* **TEXT SHOWN**
I’ve been dealing a lot with memories of my past here on my blog within the last couple of weeks. I guess I feel like this electronic medium is my opportunity to introduce myself to the world. And I’m pleased to say that all three of you who read it have made feel as if the world is happy to know me. So to continue in the same vein, I’m going to discuss one of the many memorable aspects of my childhood.
Let it be said first of all that I am, despite all appearances, quite a nerd and I love video games. Just so you know what you are dealing with. You see, this fascination with electronic entertainment began when I was quite young. I blame my father, because, to the best of my memory, the first game I ever played was a pseudo-text based, crappy ASCII-graphics DOS game called CASTLE, which my father introduced to me in the computer lab at the university he was attending. At some point we actually owned an Atari, that ancient precursor of the modern home video game console, but it vanished under quite mysterious circumstances when I was very young and obviously very addicted to it.
I was still in elementary school when Nintendo released its top-of-the-line entertainment system. With the iconic Mario, the Italian/plumber/hero (who thought of that?), at the lead, Nintendo effectively began to steer the video game market away from arcades and in to people’s homes. It’s 8-bit color graphics tantalized the young imagination. It supported two controllers for multiplayer modes, an actual freaking gun you could shoot ducks with, a pad you could stomp on to make the little guys run (“but its exercise, Mom!”) AND could be played on any TV, anywhere! My cousins even put one in their fort in their backyard. And the games! Super Mario Bros., Excitebike, Duck Hunt, Castlevania, Contra, Double Dragon, Mega Man, and of course the original Zelda; a veritable plethora of pre-adolescent lust magnets.
And I had never in all my eight years lusted after anything so strongly. I wanted a Nintendo so badly my body shook with desire. My head swam with visions of the enduring bliss and happiness that simply possessing this magic device would bring. My parents, tragically, were firmly opposed to purchasing one. I was convinced that this was only because they hated me and wanted me to be miserable. I don’t quite remember, but its possible that it was an argument over the Nintendo that led me to cry out threateningly to my parents, “Well then…. I’m just going to go outside and BLEED.” How was I to know, so young and unacquainted with the world as I was, that we were struggling to put my dad through school and raise two children? That money was, at best, scarce if present at all? I believed, innocently and intently, that my behavior was the only determining factor in winning the prize. I promised to be good, to share with my brother, to go outside now and then. Nothing worked.

* **YOUR OBJECTIVE**
In the blog post about childhood video games, what was the first game the writer remembers playing?

* **DATA SHOWN**

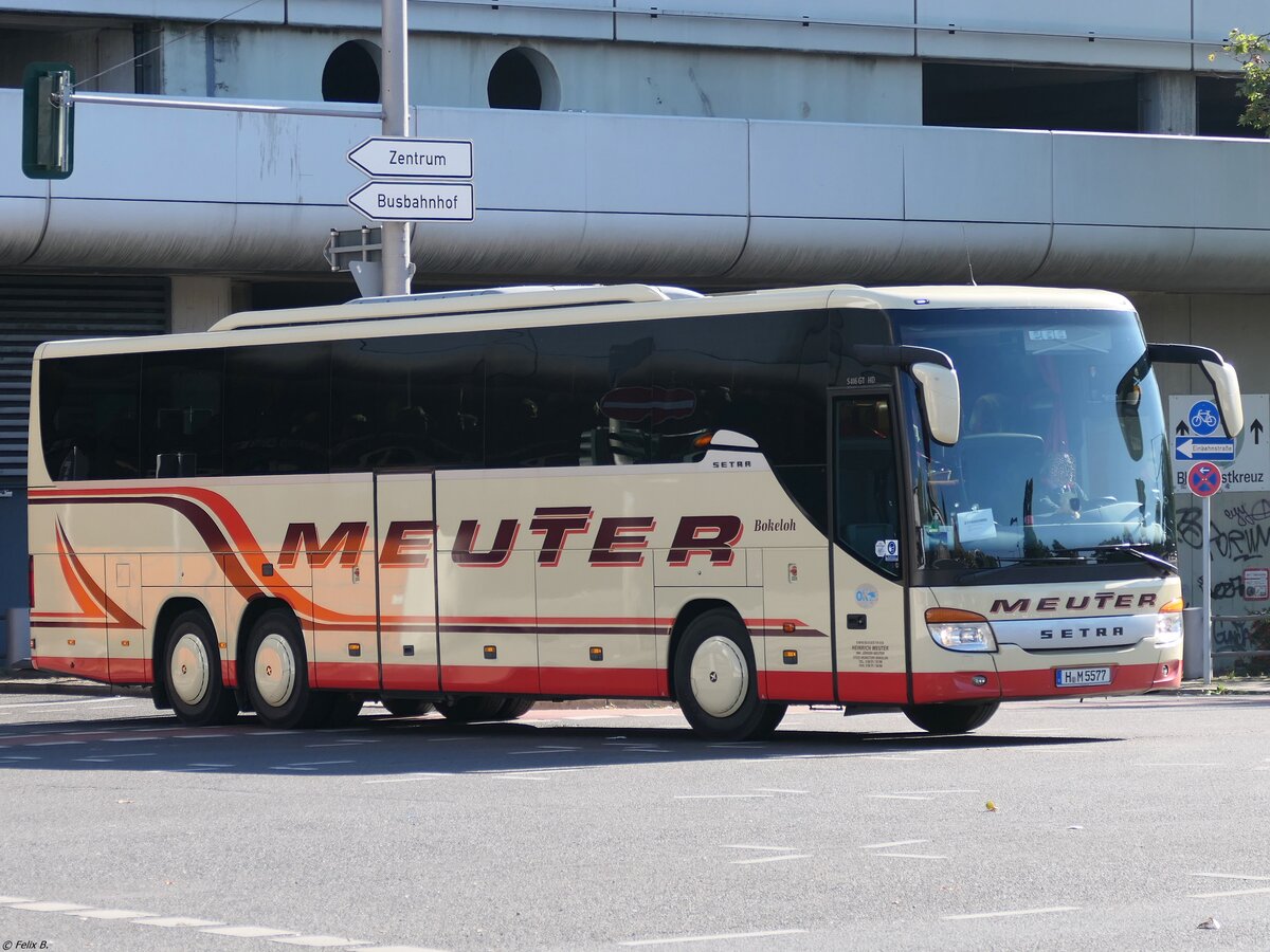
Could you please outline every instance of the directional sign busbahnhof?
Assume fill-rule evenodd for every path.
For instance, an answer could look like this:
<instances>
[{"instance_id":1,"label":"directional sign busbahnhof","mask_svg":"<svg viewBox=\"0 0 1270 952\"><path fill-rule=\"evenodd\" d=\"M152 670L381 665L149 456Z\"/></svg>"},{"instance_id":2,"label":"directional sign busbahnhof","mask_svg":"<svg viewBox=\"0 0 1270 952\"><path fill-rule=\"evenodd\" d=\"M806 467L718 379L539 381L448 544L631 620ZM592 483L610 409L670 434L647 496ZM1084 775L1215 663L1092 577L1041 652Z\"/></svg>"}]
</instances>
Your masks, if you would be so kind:
<instances>
[{"instance_id":1,"label":"directional sign busbahnhof","mask_svg":"<svg viewBox=\"0 0 1270 952\"><path fill-rule=\"evenodd\" d=\"M1223 493L1264 493L1270 489L1270 395L1243 395L1243 433L1232 440L1217 425L1201 435L1191 425L1198 405L1212 406L1212 393L1168 397L1168 435L1173 448L1173 489L1189 493L1186 473L1195 462L1215 462L1222 468ZM1199 429L1209 429L1200 407Z\"/></svg>"},{"instance_id":2,"label":"directional sign busbahnhof","mask_svg":"<svg viewBox=\"0 0 1270 952\"><path fill-rule=\"evenodd\" d=\"M348 152L371 176L348 204L371 221L472 221L472 143L447 138L372 136ZM439 179L439 182L438 182Z\"/></svg>"}]
</instances>

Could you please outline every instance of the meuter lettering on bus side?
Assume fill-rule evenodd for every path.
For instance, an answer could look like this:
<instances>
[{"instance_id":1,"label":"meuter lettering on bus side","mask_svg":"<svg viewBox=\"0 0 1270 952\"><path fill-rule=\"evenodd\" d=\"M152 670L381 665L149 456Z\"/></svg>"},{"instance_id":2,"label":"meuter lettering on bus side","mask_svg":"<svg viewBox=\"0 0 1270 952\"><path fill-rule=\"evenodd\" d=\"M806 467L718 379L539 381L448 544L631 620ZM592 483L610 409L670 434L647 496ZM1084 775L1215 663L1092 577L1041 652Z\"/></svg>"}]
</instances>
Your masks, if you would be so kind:
<instances>
[{"instance_id":1,"label":"meuter lettering on bus side","mask_svg":"<svg viewBox=\"0 0 1270 952\"><path fill-rule=\"evenodd\" d=\"M724 740L1176 685L1166 362L1233 437L1233 368L1096 291L503 288L43 344L33 661L189 725L646 698Z\"/></svg>"}]
</instances>

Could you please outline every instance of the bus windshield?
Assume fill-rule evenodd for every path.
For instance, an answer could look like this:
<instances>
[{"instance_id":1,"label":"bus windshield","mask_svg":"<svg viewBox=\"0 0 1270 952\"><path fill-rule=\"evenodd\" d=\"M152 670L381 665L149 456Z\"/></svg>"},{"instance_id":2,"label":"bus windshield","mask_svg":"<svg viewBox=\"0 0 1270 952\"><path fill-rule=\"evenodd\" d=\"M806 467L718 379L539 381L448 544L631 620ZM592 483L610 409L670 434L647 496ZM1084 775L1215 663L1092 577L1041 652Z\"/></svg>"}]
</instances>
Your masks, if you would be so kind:
<instances>
[{"instance_id":1,"label":"bus windshield","mask_svg":"<svg viewBox=\"0 0 1270 952\"><path fill-rule=\"evenodd\" d=\"M906 385L922 566L1072 565L1172 551L1167 432L1132 311L894 312L902 343L947 353L961 438L923 432Z\"/></svg>"}]
</instances>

* **ANSWER TO THE EXERCISE**
CASTLE, a pseudo-text-based DOS game with ASCII graphics.